Excerpts from a pointing dataset:
____
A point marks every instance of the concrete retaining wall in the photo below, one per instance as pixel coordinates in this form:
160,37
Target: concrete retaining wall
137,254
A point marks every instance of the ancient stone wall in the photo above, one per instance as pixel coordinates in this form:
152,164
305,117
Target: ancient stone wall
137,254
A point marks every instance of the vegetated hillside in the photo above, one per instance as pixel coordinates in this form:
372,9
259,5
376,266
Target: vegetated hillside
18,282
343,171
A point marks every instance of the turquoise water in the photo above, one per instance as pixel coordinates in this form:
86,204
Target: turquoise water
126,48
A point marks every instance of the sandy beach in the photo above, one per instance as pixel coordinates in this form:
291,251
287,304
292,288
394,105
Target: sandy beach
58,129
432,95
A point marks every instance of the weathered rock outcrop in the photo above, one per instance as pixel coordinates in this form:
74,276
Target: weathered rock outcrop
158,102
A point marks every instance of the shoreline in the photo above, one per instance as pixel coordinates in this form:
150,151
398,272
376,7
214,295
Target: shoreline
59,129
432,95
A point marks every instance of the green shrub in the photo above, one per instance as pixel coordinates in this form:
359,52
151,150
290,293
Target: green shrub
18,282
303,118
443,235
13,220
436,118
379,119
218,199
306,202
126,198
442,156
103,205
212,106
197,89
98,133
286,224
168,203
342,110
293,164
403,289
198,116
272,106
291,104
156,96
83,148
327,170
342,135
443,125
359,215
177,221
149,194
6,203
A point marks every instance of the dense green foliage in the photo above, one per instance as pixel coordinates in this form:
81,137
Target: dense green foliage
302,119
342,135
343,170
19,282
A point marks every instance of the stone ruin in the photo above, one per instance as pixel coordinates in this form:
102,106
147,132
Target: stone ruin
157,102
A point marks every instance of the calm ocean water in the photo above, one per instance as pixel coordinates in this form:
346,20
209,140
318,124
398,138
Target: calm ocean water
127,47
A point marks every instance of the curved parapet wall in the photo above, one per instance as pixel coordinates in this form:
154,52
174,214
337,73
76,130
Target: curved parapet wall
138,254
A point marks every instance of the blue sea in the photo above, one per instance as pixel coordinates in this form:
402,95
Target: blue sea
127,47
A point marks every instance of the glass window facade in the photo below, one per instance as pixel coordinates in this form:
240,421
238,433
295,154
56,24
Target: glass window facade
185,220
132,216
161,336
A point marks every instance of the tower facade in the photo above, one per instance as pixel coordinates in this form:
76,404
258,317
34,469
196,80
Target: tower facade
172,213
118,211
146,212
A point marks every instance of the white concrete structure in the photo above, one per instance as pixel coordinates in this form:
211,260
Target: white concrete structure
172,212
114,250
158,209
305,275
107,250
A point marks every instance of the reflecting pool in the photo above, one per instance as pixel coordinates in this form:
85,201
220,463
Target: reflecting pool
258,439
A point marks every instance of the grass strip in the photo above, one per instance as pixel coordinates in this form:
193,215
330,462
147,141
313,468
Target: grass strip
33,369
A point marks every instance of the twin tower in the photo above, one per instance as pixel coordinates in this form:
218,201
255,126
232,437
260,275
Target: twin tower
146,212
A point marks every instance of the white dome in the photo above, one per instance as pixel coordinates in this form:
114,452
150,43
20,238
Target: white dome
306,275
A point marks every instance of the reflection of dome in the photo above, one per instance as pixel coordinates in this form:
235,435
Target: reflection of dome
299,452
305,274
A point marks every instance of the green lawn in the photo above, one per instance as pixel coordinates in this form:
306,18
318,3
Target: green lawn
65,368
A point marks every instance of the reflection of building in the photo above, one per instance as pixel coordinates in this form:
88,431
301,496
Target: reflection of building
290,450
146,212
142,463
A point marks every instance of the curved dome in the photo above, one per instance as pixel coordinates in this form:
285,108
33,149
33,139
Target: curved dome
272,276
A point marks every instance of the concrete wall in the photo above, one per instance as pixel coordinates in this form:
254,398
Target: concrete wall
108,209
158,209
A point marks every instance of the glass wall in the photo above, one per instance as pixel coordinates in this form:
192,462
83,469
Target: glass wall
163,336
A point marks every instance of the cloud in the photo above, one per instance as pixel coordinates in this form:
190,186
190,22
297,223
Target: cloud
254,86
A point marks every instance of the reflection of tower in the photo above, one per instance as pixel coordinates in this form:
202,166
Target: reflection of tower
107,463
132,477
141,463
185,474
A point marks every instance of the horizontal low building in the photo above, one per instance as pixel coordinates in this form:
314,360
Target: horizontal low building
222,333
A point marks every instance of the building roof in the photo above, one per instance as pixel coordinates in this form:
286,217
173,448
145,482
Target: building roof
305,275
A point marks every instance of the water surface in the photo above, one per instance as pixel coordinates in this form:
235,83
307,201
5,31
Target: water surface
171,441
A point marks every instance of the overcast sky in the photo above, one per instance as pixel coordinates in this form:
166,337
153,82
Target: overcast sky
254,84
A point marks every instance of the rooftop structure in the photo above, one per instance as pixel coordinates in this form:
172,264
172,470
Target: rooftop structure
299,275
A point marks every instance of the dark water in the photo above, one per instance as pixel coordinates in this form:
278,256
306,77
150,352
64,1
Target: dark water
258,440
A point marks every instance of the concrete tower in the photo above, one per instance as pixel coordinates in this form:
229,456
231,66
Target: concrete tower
____
▸ DO THIS: Reproduce the stretch of the items running from the line containing "A point marks every instance of the glass wall" through the end of the items, copying each line exactly.

▸ ANSWER BELOW:
A point marks every instance of the glass wall in the photo above, one per instance as pixel coordinates in this form:
192,462
83,469
Target: glass wall
163,336
A point marks every instance of the cloud in the photo above, one per instance as pixel coordinates in this form:
190,186
190,22
297,223
Target: cloud
254,86
A point marks every instance of the reflection of tower in the photo above, one per instance as pixel coordinates in this form:
202,166
Target: reflection of tower
107,463
132,477
141,463
185,474
A point marks every instance of the horizontal low building in the photo above, one per instance as pixel coordinates in this form:
314,360
Target: horizontal low building
222,333
A point marks every instance of the building roof in the photo above, one per instance as pixel coordinates in this form:
286,217
173,448
145,482
Target: building roof
305,275
A point marks every instance of the water surface in the photo above, one per instance as pixel coordinates in this form:
235,83
307,201
5,31
Target: water surface
171,441
A point marks every instance of the overcast sky in the photo above, one per instance as pixel coordinates in this form:
166,337
153,82
Target: overcast sky
254,84
A point marks every instance of the rooftop structure in the photo above, one per instance as pixel coordinates in this form:
172,264
172,470
Target: rooftop structure
299,275
A point marks every instance of the dark water in the photo above, one per instance as pixel coordinates in this form:
278,256
306,77
150,352
64,1
Target: dark water
258,440
A point marks every instance of the concrete tower in the photo above, one per instance as pixel coordinates in this form:
229,456
231,66
Target: concrete tower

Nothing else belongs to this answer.